---- Data for processing

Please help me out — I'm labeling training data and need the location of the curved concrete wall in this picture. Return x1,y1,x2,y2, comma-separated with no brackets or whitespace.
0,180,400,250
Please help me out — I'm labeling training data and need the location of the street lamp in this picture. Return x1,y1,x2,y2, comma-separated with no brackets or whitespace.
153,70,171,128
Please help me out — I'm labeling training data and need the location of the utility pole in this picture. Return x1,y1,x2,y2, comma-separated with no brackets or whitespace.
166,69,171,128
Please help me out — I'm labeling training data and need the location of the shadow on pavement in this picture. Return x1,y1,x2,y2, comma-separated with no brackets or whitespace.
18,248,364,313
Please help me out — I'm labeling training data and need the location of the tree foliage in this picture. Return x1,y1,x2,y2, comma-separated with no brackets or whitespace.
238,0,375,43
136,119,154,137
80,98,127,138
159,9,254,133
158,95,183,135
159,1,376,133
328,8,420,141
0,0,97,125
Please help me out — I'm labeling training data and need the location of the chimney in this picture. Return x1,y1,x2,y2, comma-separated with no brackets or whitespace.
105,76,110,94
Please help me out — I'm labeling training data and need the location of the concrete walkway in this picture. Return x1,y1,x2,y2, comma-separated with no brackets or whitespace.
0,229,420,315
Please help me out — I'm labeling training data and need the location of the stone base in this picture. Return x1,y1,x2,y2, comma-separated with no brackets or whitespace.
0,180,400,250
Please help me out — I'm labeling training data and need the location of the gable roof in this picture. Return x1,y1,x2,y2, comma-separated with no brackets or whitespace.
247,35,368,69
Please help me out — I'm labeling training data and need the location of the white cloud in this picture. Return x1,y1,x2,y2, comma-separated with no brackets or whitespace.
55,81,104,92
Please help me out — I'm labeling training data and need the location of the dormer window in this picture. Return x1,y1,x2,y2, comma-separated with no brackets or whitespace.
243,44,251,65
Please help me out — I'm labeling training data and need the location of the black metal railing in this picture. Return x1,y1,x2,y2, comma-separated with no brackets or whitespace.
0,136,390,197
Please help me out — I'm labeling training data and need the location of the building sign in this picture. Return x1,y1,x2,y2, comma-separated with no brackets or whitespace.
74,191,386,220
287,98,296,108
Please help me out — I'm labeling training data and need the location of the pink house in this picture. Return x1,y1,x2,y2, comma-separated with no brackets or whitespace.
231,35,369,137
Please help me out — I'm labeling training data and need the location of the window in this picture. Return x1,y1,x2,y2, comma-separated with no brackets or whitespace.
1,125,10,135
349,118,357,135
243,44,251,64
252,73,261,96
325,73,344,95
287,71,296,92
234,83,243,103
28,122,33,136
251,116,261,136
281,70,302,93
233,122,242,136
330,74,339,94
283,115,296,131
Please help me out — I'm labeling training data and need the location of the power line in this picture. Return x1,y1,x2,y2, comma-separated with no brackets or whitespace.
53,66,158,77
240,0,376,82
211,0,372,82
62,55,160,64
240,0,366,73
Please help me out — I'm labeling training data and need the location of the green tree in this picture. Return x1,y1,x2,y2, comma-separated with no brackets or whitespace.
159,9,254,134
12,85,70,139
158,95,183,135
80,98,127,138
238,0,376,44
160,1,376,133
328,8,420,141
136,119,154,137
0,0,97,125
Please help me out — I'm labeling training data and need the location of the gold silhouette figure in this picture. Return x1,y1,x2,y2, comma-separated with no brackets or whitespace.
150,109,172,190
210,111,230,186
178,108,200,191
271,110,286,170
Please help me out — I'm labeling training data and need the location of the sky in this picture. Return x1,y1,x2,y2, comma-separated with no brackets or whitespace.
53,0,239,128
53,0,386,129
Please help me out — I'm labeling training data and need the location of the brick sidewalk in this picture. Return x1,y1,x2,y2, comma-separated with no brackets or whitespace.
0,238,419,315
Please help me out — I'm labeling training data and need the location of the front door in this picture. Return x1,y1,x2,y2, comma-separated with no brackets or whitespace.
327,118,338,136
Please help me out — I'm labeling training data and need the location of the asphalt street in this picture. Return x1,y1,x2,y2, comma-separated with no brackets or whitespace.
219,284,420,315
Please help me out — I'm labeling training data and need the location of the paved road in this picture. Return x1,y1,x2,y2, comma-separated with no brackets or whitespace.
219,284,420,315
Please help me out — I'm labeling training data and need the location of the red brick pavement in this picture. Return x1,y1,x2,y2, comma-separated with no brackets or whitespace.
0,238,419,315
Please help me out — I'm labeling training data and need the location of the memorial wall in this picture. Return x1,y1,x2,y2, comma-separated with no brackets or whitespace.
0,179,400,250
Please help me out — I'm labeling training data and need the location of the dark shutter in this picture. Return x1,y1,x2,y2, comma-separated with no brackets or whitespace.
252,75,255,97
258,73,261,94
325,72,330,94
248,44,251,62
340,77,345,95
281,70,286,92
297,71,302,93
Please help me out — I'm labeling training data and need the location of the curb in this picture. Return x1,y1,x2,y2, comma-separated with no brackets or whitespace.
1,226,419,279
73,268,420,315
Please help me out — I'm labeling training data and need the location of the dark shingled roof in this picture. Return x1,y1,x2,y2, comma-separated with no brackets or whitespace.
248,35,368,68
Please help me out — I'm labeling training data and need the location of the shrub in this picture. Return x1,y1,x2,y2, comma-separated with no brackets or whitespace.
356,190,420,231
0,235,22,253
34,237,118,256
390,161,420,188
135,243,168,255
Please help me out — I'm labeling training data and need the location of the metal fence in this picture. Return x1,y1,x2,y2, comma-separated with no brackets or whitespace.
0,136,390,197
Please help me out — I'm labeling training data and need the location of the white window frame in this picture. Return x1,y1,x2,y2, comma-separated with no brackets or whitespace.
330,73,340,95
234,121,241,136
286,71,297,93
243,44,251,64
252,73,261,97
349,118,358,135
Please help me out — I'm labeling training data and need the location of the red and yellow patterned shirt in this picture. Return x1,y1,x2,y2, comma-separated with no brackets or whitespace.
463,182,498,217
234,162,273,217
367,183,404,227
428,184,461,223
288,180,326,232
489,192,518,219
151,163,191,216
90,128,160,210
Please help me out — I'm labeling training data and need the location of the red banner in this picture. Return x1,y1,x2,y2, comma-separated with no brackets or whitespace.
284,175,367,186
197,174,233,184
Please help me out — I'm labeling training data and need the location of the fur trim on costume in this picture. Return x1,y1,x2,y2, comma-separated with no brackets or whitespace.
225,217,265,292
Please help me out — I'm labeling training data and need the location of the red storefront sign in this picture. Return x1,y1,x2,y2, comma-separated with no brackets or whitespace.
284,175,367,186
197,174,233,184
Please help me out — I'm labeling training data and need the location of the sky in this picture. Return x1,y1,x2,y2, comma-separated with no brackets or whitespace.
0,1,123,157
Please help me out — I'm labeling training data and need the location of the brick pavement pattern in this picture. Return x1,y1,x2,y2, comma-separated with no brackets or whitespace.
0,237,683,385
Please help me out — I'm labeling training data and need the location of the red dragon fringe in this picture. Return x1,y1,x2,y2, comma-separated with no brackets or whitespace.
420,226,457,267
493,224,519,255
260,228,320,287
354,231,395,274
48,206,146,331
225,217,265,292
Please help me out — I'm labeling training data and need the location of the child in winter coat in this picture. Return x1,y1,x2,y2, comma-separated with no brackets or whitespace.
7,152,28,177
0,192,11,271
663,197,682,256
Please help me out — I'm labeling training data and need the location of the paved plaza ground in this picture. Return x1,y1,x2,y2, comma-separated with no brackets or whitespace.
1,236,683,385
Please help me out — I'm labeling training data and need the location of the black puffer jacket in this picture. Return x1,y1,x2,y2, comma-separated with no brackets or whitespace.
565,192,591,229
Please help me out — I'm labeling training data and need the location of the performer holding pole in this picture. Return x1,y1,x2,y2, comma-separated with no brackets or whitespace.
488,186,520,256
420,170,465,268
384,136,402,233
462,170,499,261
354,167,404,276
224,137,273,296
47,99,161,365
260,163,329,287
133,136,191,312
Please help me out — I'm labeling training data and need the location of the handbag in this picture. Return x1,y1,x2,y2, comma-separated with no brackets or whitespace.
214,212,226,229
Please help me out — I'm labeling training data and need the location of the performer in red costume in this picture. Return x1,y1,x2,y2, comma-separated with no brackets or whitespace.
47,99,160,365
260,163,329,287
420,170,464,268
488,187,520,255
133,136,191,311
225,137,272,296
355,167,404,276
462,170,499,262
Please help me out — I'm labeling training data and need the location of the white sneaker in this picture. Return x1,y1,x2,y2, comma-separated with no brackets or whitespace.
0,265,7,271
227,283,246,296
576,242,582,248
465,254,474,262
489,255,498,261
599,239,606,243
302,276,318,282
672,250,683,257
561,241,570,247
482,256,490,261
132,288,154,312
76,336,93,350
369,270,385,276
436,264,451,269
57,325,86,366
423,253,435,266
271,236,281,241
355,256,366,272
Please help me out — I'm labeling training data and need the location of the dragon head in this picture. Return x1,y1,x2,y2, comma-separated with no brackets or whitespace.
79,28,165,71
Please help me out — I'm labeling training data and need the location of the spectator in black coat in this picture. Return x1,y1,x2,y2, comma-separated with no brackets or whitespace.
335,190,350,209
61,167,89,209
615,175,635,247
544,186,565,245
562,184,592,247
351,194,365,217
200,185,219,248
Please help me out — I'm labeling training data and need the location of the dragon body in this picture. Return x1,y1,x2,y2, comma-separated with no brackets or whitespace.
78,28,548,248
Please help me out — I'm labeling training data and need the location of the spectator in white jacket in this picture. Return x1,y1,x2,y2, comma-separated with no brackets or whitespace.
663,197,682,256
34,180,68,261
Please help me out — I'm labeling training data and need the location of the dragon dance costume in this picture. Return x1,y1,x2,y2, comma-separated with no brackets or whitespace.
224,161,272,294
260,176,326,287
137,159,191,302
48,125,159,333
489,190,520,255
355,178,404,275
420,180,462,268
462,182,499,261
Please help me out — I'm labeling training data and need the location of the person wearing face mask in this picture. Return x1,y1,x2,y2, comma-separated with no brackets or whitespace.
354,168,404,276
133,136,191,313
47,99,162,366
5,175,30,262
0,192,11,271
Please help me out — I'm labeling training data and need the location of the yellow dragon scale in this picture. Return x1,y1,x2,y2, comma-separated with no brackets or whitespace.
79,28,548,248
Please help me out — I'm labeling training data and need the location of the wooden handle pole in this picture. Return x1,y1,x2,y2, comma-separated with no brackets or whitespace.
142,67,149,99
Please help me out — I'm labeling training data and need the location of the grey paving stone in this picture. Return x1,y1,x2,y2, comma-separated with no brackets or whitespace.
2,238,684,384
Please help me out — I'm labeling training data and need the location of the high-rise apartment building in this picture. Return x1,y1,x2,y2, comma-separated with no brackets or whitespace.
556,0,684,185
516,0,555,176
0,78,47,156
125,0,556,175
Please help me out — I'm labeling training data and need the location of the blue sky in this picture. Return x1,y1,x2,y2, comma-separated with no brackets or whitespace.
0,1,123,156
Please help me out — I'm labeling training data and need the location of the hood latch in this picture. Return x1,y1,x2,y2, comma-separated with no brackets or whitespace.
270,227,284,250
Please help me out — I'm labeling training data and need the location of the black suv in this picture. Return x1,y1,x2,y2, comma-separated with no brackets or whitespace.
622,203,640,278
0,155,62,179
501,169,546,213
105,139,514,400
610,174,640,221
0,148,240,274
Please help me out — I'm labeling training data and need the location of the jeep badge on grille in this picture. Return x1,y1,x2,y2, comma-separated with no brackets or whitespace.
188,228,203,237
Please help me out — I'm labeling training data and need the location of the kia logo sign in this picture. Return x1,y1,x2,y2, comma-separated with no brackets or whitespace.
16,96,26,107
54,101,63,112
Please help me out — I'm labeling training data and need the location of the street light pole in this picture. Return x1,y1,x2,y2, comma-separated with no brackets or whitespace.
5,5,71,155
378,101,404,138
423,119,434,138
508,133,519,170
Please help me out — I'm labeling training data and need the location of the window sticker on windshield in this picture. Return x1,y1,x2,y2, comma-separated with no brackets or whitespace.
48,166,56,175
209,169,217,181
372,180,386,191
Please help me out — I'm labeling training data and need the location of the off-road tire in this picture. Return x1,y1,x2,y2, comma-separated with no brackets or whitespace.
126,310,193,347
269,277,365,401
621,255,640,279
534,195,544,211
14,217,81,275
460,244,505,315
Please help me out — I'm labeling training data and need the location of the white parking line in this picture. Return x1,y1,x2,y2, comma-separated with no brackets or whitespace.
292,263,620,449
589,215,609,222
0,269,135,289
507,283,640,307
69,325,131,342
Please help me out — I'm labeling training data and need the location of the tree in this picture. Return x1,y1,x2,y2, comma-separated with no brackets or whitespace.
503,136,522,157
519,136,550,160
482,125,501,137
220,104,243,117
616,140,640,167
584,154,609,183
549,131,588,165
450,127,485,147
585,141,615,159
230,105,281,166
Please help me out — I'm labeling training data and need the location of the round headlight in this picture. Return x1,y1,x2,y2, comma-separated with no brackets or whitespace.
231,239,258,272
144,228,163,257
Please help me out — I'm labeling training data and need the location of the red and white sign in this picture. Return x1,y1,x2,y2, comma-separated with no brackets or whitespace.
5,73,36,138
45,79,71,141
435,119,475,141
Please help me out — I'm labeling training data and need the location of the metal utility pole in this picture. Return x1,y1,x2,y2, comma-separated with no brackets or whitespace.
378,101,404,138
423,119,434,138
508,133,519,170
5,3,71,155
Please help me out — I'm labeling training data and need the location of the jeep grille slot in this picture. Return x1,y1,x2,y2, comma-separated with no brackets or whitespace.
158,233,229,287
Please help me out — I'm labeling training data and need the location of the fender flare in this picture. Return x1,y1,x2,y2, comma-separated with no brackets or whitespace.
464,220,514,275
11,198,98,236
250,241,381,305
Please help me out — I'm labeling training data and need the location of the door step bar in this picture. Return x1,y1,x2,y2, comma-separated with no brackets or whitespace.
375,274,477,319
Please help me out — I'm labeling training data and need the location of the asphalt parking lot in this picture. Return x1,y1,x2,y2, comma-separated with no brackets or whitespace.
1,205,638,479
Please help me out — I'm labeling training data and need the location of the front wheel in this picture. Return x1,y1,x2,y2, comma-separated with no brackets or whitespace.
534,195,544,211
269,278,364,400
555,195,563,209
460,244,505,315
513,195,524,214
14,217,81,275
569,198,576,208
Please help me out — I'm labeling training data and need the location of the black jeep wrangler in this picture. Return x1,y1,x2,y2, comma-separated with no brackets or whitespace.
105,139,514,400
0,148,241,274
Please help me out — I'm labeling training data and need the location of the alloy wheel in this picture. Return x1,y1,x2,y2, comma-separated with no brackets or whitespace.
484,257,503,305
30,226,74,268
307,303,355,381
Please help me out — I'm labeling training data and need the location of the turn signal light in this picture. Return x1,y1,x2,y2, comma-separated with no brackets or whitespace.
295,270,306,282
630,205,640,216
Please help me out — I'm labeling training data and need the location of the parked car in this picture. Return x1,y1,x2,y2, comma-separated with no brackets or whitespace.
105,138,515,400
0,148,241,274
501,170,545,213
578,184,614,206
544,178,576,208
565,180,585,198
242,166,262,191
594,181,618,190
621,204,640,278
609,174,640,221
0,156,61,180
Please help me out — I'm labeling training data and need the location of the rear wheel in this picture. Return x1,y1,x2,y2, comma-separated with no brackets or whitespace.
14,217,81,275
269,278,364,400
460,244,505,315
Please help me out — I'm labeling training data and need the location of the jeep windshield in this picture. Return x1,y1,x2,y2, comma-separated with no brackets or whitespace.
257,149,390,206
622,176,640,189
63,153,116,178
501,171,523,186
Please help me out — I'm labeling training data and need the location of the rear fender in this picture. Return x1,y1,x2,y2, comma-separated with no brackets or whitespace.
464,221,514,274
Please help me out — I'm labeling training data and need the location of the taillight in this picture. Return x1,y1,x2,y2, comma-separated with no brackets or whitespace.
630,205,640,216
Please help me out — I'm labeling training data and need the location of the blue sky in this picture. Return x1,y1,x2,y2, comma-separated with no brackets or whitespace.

--------

Only the lines from the one holding "of the turn" through the end of the listing should be given again, exactly and with both ends included.

Please help me out — I'm labeling training data and need the location of the turn signal light in this picture. Return x1,y1,x2,y2, comma-separated with no brackets or whitespace.
295,270,306,282
630,205,640,216
Please help me out — I'm labeling training data and need the location of the parked car in this picture. Return x1,y1,x2,y2, comma-separated with no brackets or whitespace.
105,138,515,400
0,148,241,274
501,170,545,213
578,184,614,206
544,178,576,208
565,180,585,198
242,166,262,191
594,181,618,190
621,204,640,278
609,174,640,221
0,156,61,180
Please help me out — I'm labeling training data and need the location of the rear wheel in this picture. Return x1,y1,x2,y2, comma-separated with no brackets or whitespace.
14,217,81,275
269,278,364,400
460,244,505,315
Please help me out — I'm labeling training data and need the location of the jeep windshield in this picture. Return x1,y1,x2,y2, comma-separated with no brackets or whitespace.
257,149,390,206
622,176,640,189
63,153,116,178
501,171,523,186
Please help me out — I'm labeling training data and need the location of the rear fender in this picture. Return x1,y1,x2,y2, comma-separated with no brackets or whitespace.
464,221,514,274
Please help me out — I'm labeling training data and need the location of the taillight in this picture. Return x1,y1,x2,y2, comma-separated with no brackets or whitespace.
630,205,640,216
Please help me out — I'm labeling training data and need the location of the blue sky in this picture. Return x1,y1,x2,y2, comma-separated with no brackets or whitespace.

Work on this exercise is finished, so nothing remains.